Task instructions: From the first record through the last, copy each one exactly.

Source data
----

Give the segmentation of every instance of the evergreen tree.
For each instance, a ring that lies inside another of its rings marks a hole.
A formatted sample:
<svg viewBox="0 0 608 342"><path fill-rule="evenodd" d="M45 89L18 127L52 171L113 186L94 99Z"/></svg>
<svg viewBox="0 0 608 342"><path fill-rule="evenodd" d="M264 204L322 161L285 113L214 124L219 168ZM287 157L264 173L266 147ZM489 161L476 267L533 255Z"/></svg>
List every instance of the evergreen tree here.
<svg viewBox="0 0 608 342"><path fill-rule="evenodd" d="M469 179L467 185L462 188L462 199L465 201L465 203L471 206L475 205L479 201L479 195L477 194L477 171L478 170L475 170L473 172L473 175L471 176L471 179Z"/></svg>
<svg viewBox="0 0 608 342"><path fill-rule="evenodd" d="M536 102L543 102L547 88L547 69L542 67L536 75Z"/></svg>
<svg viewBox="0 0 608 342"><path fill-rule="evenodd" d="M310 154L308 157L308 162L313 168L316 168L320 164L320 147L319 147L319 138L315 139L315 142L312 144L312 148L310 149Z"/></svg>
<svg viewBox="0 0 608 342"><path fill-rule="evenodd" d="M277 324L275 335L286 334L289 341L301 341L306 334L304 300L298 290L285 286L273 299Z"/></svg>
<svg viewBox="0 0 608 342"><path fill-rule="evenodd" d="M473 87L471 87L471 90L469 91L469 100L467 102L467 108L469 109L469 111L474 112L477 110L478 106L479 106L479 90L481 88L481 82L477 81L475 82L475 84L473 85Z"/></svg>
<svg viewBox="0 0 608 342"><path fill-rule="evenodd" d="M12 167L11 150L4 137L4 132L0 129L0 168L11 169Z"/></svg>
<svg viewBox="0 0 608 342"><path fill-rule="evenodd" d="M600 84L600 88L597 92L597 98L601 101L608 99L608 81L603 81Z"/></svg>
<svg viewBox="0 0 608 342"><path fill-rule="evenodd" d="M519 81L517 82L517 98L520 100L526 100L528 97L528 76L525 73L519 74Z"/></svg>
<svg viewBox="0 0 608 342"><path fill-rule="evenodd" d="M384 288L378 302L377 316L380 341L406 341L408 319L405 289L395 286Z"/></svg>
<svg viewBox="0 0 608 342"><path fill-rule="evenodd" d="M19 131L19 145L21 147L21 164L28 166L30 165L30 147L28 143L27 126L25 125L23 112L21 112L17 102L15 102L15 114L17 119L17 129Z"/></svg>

----

Response to the task:
Give the segmentation of every instance of the evergreen tree.
For each instance, a ring that lies inside another of its rings marks a hole.
A formatted sample:
<svg viewBox="0 0 608 342"><path fill-rule="evenodd" d="M45 89L18 127L52 171L113 186L94 99Z"/></svg>
<svg viewBox="0 0 608 342"><path fill-rule="evenodd" d="M264 204L322 161L285 113L214 124L219 168ZM287 157L264 173L266 147ZM489 161L476 267L533 255Z"/></svg>
List every instance of the evergreen tree here.
<svg viewBox="0 0 608 342"><path fill-rule="evenodd" d="M469 179L467 185L462 188L462 199L465 201L465 203L471 206L475 205L479 201L479 195L477 194L477 171L478 170L475 170L473 172L473 175L471 176L471 179Z"/></svg>
<svg viewBox="0 0 608 342"><path fill-rule="evenodd" d="M536 102L543 102L547 88L547 69L542 67L536 75Z"/></svg>
<svg viewBox="0 0 608 342"><path fill-rule="evenodd" d="M310 154L308 157L308 162L313 168L316 168L320 164L320 147L319 147L319 138L315 139L315 142L312 144L312 148L310 149Z"/></svg>
<svg viewBox="0 0 608 342"><path fill-rule="evenodd" d="M277 324L275 335L286 334L289 341L301 341L306 334L304 300L298 290L285 286L273 299Z"/></svg>
<svg viewBox="0 0 608 342"><path fill-rule="evenodd" d="M473 87L471 87L471 90L469 91L469 100L467 102L467 108L469 109L469 111L474 112L477 110L478 106L479 106L479 90L481 88L481 82L477 81L475 82L475 84L473 85Z"/></svg>
<svg viewBox="0 0 608 342"><path fill-rule="evenodd" d="M12 167L11 150L4 137L4 132L0 129L0 168L11 169Z"/></svg>
<svg viewBox="0 0 608 342"><path fill-rule="evenodd" d="M600 84L600 88L597 92L597 98L601 101L608 99L608 81L603 81Z"/></svg>
<svg viewBox="0 0 608 342"><path fill-rule="evenodd" d="M519 81L517 82L517 98L520 100L526 100L528 97L528 76L525 73L519 74Z"/></svg>
<svg viewBox="0 0 608 342"><path fill-rule="evenodd" d="M384 288L378 302L377 316L380 341L406 341L408 319L405 289L395 286Z"/></svg>
<svg viewBox="0 0 608 342"><path fill-rule="evenodd" d="M19 131L19 145L21 147L21 164L28 166L30 165L30 147L28 143L27 126L25 125L23 112L21 112L17 102L15 102L15 114L17 119L17 129Z"/></svg>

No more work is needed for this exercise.